- [Data shown]
╭──

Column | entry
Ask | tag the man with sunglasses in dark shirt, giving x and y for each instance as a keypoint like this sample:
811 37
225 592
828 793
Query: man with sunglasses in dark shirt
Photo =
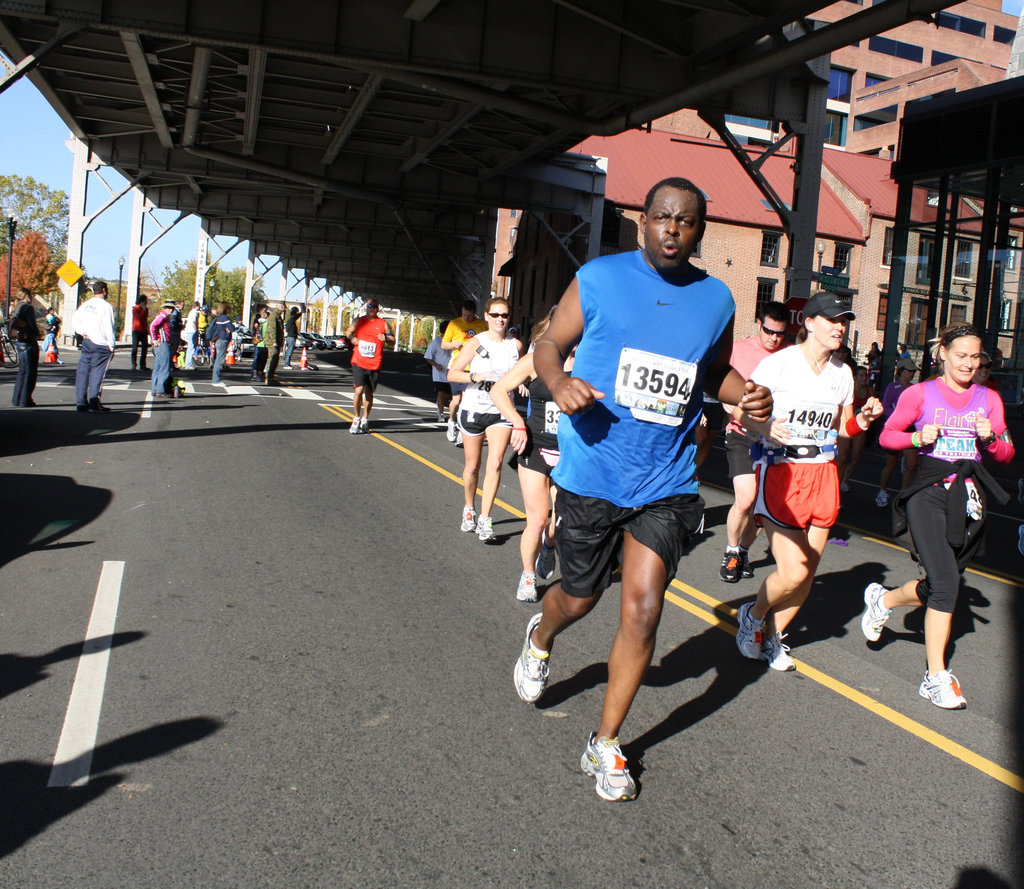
773 319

╰──

- [Assigned task] Go through the entries above and write them out again exactly, images left behind.

- [Response area]
Column | entry
Ask | tag the man with sunglasses in dark shirt, giving x and y for each instance as a keypoint like this sample:
811 37
225 592
828 793
Query: man with sunglasses in dark shirt
Photo =
773 319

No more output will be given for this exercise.